- **RECORDS FOR THIS EXERCISE**:

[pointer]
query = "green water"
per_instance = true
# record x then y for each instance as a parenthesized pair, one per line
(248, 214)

- **ABOUT THIS TASK**:
Return all of the material precisely as written.

- **ANSWER SPACE**:
[pointer]
query = "green water"
per_instance = true
# record x then y for each instance as a parenthesized pair, one per line
(248, 214)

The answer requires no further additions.